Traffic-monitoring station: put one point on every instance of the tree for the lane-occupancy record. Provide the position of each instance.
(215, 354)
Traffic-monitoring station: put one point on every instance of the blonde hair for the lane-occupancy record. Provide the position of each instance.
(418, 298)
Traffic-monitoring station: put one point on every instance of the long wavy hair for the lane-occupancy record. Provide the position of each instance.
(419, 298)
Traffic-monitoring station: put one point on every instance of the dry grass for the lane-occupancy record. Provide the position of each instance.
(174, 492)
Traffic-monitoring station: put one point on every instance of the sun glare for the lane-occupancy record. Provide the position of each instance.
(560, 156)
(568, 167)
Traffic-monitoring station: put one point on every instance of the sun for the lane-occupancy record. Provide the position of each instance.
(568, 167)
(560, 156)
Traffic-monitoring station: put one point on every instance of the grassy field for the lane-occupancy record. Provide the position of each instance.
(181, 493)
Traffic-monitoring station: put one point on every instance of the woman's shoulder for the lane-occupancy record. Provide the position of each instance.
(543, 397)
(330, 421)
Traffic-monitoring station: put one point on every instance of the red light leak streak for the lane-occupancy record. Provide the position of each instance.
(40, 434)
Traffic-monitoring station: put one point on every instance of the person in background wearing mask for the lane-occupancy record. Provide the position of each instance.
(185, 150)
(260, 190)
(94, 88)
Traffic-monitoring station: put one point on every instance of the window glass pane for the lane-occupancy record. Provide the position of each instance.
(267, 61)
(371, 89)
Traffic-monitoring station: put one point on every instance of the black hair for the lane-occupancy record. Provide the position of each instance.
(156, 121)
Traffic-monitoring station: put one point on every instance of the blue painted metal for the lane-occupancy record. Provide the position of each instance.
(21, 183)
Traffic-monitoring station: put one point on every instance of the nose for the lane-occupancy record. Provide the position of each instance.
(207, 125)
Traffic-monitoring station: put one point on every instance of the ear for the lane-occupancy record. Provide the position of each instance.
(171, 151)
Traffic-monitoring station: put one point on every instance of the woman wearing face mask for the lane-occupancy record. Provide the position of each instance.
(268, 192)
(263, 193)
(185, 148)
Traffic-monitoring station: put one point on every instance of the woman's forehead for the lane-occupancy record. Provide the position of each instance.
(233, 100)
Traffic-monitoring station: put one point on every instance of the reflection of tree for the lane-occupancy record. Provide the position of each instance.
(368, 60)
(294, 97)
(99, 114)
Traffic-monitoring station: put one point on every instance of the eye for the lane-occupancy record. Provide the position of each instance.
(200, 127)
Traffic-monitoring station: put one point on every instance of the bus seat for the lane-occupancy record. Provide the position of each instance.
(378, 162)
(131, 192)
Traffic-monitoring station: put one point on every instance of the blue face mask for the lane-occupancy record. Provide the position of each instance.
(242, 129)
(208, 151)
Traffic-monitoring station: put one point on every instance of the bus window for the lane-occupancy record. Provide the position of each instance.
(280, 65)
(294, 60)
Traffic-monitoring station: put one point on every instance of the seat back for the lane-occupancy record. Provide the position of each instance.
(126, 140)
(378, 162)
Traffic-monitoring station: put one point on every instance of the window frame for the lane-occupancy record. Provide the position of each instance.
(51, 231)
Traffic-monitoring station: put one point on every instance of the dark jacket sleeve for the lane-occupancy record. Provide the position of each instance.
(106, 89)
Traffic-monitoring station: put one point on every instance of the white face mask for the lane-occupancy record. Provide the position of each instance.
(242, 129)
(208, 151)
☆ ☆ ☆ ☆ ☆ ☆ ☆
Each entry above needs to be returned exactly as written.

Traffic-monitoring station: put one point on every instance of the tree for the lane-occupancy record. Provide the position of each instance.
(215, 354)
Traffic-monitoring station: put one point on every instance of the blonde hair for the lane-occupancy record. Provide the position of each instance.
(418, 298)
Traffic-monitoring station: put one point on every instance of the long wavy hair for the lane-occupancy record. Provide the position of each instance.
(419, 298)
Traffic-monitoring station: put one point on every instance of the dry grass for the lane-occupancy record. Provide the position of each instance.
(174, 492)
Traffic-monitoring station: put one point on every instance of the sun glare for the lane-occupancy record. Provide the position of each instance.
(560, 156)
(568, 167)
Traffic-monitoring station: put one point on every instance of the sun for the lane-occupancy record. Provide the position of each instance.
(568, 167)
(560, 156)
Traffic-monitoring station: put one point on every instance of the grassy field for the lane-occupancy record. Provide the position of each instance.
(181, 493)
Traffic-monitoring station: put one point on every instance of the woman's shoulder for the lane-occupancy record. Provide the position of each instance.
(543, 397)
(330, 421)
Traffic-monitoring station: put one point on every instance of the red light leak streak for the lane-occupancy record. Provide the position of each instance.
(40, 434)
Traffic-monitoring station: put one point on every instance of the person in background wearing mask for the lane-occupancy record. Provide the position of each instance.
(185, 150)
(260, 190)
(94, 88)
Traffic-monitoring station: put one point on every instance of the window glass pane for the lane-occupancy record. Provide the position of each instance.
(267, 61)
(371, 89)
Traffic-monitoring station: put one point on every instance of the black hair for the lane-occupancy record. Provide the position of each instance.
(156, 121)
Traffic-monitoring station: put one point on every instance of the blue painted metal for the lane-occupancy record. Provide the position of each instance.
(21, 183)
Traffic-monitoring station: put one point on every instance of the nose for the lane-occupancy record. Provide the position of each instance.
(207, 125)
Traffic-monitoring station: put one point on every instance of the ear for the lane-occupancy record. Provide the position of each instance.
(171, 151)
Traffic-monitoring station: put one point on every instance of the woman wearing face mask for the lane-occupancy record. Provide the position of each instance.
(268, 192)
(263, 193)
(185, 148)
Traffic-monitoring station: put one point on every instance of the woman's forehead for the lane-occupancy record. Provide the position of each instance.
(233, 100)
Traffic-monitoring station: put one point on every instance of the reflection of tree for the lane-occupancy record. Provide the position of each instance.
(368, 60)
(294, 97)
(99, 114)
Traffic-monitoring station: put one point on every instance of the eye for the lane-occupancy record. Provide the position of each instance.
(200, 127)
Traffic-monitoring station: put one point on every instance of the bus seat for the lane-occupancy record. Provide the position of each instance.
(378, 162)
(131, 192)
Traffic-monitoring station: put one point on every instance of the blue face mask for the lane-occupancy record. Provide the position of each instance.
(242, 129)
(208, 151)
Traffic-monitoring station: put one point on every instance of the bus window for the lane-occupancy record. Provide the position of each instance.
(280, 65)
(294, 60)
Traffic-monitoring station: put one point on every instance of the seat back for the lane-occupancy record. Provide the position of each instance.
(126, 140)
(378, 162)
Traffic-monitoring station: put one point on every instance of the window frame for the lane-occupancy record. Provide the position of each instance.
(51, 231)
Traffic-monitoring station: put one point on every instance of the dark jacket sleeve for the lane-occupancy record. Provide the position of each instance.
(106, 89)
Traffic-monitoring station: put one point on every instance of the white face mask for the lane-occupancy record. Provide the position of each instance.
(242, 129)
(208, 151)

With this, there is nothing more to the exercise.